Could you repeat the data word for word while skipping the pictures?

**** Entries shown ****

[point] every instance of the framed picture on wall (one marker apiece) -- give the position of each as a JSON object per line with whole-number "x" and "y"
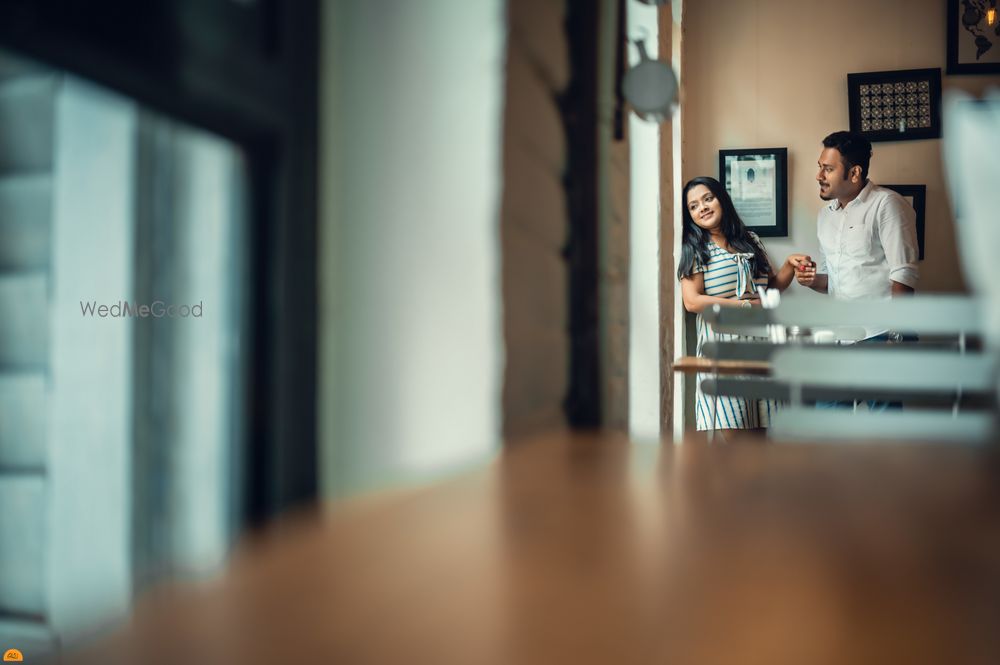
{"x": 897, "y": 105}
{"x": 916, "y": 195}
{"x": 973, "y": 37}
{"x": 757, "y": 181}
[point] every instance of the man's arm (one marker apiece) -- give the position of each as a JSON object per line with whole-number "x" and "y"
{"x": 897, "y": 230}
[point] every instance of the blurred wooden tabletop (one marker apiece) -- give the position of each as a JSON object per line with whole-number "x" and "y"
{"x": 585, "y": 549}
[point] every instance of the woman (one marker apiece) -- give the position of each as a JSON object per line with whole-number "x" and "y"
{"x": 724, "y": 263}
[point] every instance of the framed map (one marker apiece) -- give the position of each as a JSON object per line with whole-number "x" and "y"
{"x": 897, "y": 105}
{"x": 757, "y": 182}
{"x": 973, "y": 37}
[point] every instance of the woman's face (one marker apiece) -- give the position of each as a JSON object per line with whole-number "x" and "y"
{"x": 705, "y": 209}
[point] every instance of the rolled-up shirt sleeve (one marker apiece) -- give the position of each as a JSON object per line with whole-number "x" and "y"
{"x": 897, "y": 229}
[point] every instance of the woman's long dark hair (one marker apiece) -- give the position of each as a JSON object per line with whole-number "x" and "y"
{"x": 694, "y": 239}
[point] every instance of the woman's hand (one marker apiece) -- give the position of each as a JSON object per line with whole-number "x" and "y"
{"x": 805, "y": 274}
{"x": 789, "y": 270}
{"x": 798, "y": 261}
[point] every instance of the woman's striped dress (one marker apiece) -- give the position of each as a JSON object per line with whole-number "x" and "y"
{"x": 728, "y": 276}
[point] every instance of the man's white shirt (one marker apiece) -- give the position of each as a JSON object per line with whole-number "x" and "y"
{"x": 867, "y": 243}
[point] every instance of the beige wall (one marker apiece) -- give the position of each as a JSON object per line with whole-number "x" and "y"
{"x": 773, "y": 73}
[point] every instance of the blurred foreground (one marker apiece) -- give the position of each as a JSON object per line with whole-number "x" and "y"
{"x": 584, "y": 549}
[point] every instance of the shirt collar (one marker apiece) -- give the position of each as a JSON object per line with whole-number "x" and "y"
{"x": 862, "y": 196}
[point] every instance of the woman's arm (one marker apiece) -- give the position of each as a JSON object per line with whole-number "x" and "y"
{"x": 786, "y": 274}
{"x": 695, "y": 300}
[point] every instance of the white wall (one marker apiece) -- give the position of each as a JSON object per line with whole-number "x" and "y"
{"x": 644, "y": 244}
{"x": 410, "y": 342}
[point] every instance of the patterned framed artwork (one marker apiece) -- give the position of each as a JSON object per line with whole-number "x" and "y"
{"x": 898, "y": 105}
{"x": 973, "y": 37}
{"x": 916, "y": 196}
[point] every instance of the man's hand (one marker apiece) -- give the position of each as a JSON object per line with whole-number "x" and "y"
{"x": 805, "y": 273}
{"x": 796, "y": 261}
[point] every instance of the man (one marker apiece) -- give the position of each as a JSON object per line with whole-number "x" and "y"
{"x": 867, "y": 234}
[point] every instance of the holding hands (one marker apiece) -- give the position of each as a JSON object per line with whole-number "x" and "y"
{"x": 805, "y": 271}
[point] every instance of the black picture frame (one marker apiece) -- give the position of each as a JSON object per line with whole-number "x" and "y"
{"x": 757, "y": 181}
{"x": 964, "y": 55}
{"x": 900, "y": 105}
{"x": 917, "y": 195}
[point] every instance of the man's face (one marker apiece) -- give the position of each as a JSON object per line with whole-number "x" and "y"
{"x": 834, "y": 181}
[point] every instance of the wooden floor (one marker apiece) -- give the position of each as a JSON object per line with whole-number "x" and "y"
{"x": 585, "y": 549}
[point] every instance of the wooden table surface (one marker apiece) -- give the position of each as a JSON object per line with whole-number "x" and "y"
{"x": 585, "y": 549}
{"x": 694, "y": 364}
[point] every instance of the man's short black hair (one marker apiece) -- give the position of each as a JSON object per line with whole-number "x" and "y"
{"x": 855, "y": 150}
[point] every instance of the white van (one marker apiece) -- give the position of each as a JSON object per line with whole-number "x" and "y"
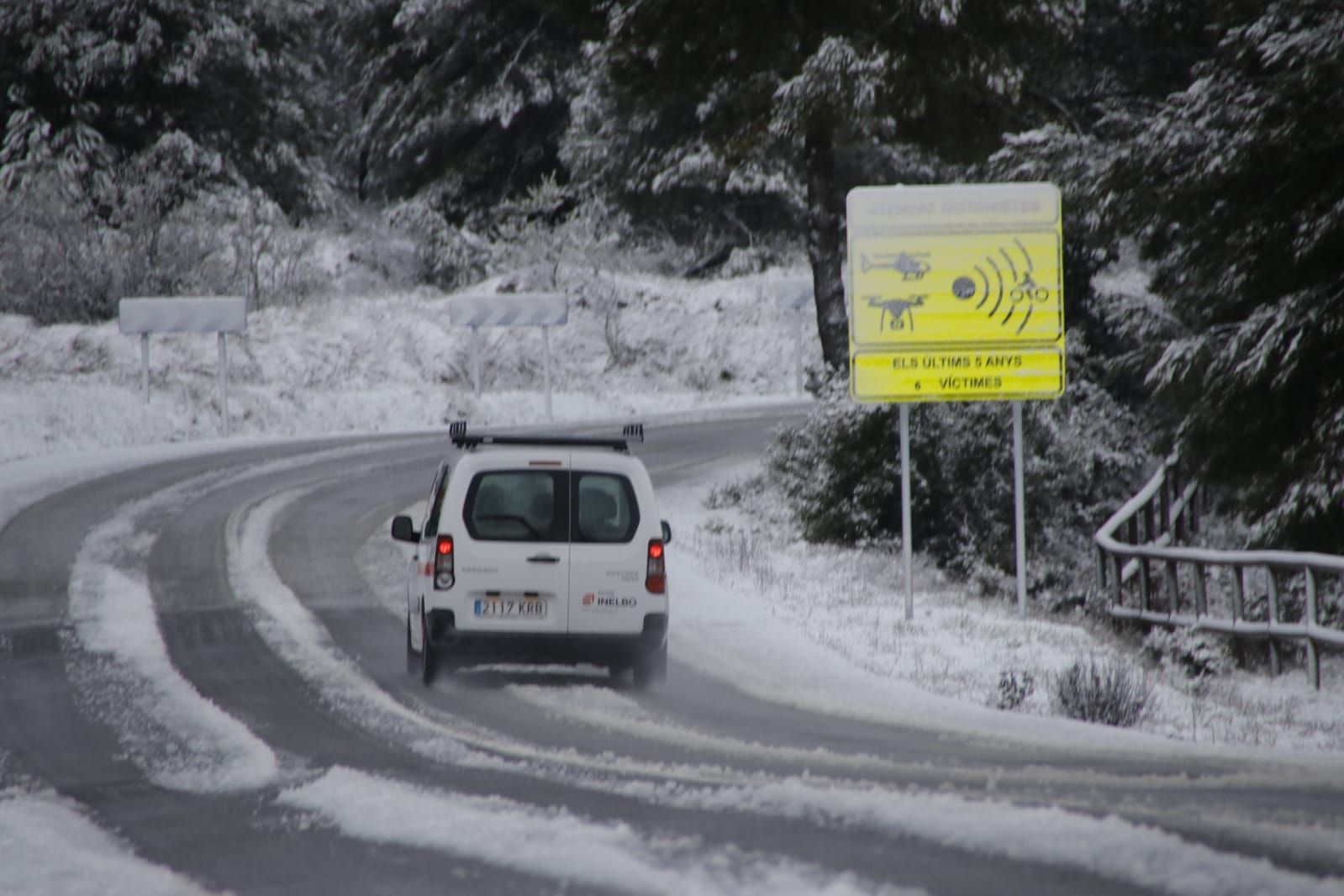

****

→ Output below
[point] every instance of the framed picture on wall (one marker apiece) -- give the position of each as a JSON object per line with whole-number "x" and "y"
{"x": 897, "y": 105}
{"x": 916, "y": 195}
{"x": 973, "y": 37}
{"x": 757, "y": 181}
[point] every instance of the man's arm (one marker apiece) -- give the position of each as a JSON object per line with whole-number "x" and "y"
{"x": 897, "y": 230}
[point] every instance of the blurred wooden tabletop (one marker apiece) -- give the position of each as a JSON object per line with whole-number "x" and "y"
{"x": 585, "y": 549}
[point] every instance of the woman (one marker apiece) -- give the position of each as a JSON object per line with whole-number "x" and "y"
{"x": 724, "y": 263}
[point] every instance of the framed map (one marker apiece) -- give the position of each as a JSON object per line with whole-number "x" and "y"
{"x": 897, "y": 105}
{"x": 757, "y": 182}
{"x": 973, "y": 37}
[point] every instance of the woman's face (one marker apiece) -- give the position of each as a JSON object per line with whole-number "x" and "y"
{"x": 705, "y": 209}
[point] every instance of the rolled-up shirt sleeve (one marker apiece) -- give the position of each as a JSON object per line with whole-number "x" and "y"
{"x": 897, "y": 229}
[point] every instance of the woman's long dark hair (one marker apiece) -- give the position of each as a JSON object per line with whole-number "x" and "y"
{"x": 694, "y": 239}
[point] every instance of the woman's hand (one marker apiece) -- give the position of each as a JSON object per line with whole-number "x" and "y"
{"x": 805, "y": 274}
{"x": 789, "y": 270}
{"x": 798, "y": 261}
[point] every instance of the woman's striped dress (one marker apiece) -- give the position of each as a JSON object per line with whole-number "x" and "y"
{"x": 728, "y": 276}
[point] every instance of the man's white shirt (one marker apiece) -- give the position of each as a JSON object per line with whole-number "x" and "y"
{"x": 867, "y": 243}
[point] every instance of the beige wall (one marker apiece) -- give the position of each as a JSON object per line with whole-number "x" and "y"
{"x": 773, "y": 73}
[point] every instance of the blurred foreground (one marker apiece) -- give the position of each as a JSON object per line with whole-number "x" and "y"
{"x": 584, "y": 549}
[point] every instance of the shirt collar (one marker apiece) -- give the position of each as a JSON object per line with whole-number "x" and "y"
{"x": 862, "y": 196}
[point] every instance of the woman's arm (one marker apiece) -- give the position of each as a JSON object per line with whole-number "x" and "y"
{"x": 786, "y": 274}
{"x": 695, "y": 300}
[point] every instance of the white wall (one marker apiece) -- give the position of each as a JSON object per line with whole-number "x" and "y"
{"x": 644, "y": 244}
{"x": 410, "y": 342}
[point] every instance of the patterned framed artwork (one marker apiece) -- give the position of each as a JSON object per line with whole-number "x" and "y"
{"x": 898, "y": 105}
{"x": 973, "y": 37}
{"x": 916, "y": 196}
[point] every instance of the man's hand (one marker apiece) -- give the position of each as a JSON object per line with whole-number "x" and "y"
{"x": 805, "y": 273}
{"x": 796, "y": 261}
[point] every instance of the man (one marker apiece) -- give the position of each as a JSON object per line with whole-number "x" and "y"
{"x": 867, "y": 234}
[point] every instance of the holding hands (one marker apiece) -- give the position of each as a JSON object per line with whole-number "x" and "y"
{"x": 805, "y": 271}
[point] every instance of the black picture frame (one marker apiece) -- give the position of each as a JSON object per line with whole-number "x" and "y"
{"x": 757, "y": 181}
{"x": 964, "y": 55}
{"x": 900, "y": 105}
{"x": 917, "y": 195}
[point] every instance of the man's face (one marker apiece) -- give the position of each as a JSON object per line with whole-number "x" and "y"
{"x": 834, "y": 181}
[point] every instance of the wooden floor (one marker apiece) -- give the position of each as a JSON object per line with whole-number "x" and "y"
{"x": 585, "y": 549}
[point] every instance of the wooden table surface (one marker apiece) -- give the position of each as a JSON object per line with whole-number "x" and "y"
{"x": 585, "y": 549}
{"x": 694, "y": 364}
[point] every instance of the man's short black hair (one marker apiece) -- give the position of each as a JSON object per line with whole-number "x" and "y"
{"x": 855, "y": 150}
[point] every instance of the white van (one marker apiece) -- give the position of each as a JSON object per line with whole-number "x" and "y"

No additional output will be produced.